## WHAT NEEDS TO BE DONE
Locate each line in the rows below that contains the word "covered", and copy every such line in full.

## INPUT FOR THIS TASK
--------

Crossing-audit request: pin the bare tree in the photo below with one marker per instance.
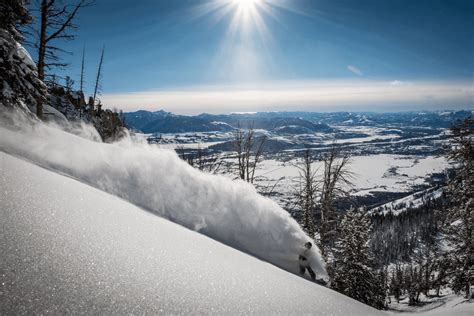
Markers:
(210, 163)
(97, 86)
(57, 20)
(306, 192)
(249, 150)
(336, 180)
(82, 70)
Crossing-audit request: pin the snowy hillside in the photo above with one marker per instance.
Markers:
(69, 248)
(157, 180)
(409, 202)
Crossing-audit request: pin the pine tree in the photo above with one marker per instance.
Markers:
(19, 82)
(460, 218)
(97, 86)
(306, 193)
(354, 275)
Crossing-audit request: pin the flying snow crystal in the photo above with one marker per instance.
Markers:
(155, 179)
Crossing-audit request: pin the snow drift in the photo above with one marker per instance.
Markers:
(157, 180)
(68, 248)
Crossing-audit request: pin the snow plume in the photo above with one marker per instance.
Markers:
(155, 179)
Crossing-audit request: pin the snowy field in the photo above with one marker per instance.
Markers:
(155, 179)
(389, 173)
(68, 248)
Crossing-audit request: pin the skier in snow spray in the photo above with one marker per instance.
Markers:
(304, 262)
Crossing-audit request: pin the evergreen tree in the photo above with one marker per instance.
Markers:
(460, 218)
(306, 192)
(354, 275)
(19, 83)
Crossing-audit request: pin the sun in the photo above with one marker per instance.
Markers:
(247, 5)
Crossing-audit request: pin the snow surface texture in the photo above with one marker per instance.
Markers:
(157, 180)
(68, 248)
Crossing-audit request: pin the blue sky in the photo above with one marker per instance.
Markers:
(192, 56)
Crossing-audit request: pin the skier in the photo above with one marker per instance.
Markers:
(304, 262)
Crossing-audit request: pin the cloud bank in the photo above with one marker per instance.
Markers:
(301, 95)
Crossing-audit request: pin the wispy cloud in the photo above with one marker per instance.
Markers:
(355, 70)
(300, 95)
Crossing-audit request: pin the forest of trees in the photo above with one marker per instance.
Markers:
(40, 87)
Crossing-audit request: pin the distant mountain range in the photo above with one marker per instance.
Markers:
(284, 122)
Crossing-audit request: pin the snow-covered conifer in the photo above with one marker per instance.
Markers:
(354, 275)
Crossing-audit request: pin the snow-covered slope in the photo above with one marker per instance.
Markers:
(157, 180)
(68, 248)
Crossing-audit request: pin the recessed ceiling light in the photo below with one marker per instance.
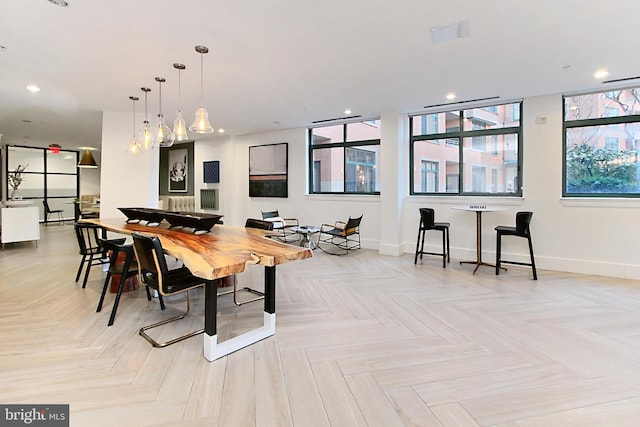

--------

## OUTPUT OF THE EXERCISE
Crossing-audit request: pin the snow-covered conifer in the photo above with one marker per instance.
Crossing-audit request: pin the snow-covered slope in the photo above with one marker per instance.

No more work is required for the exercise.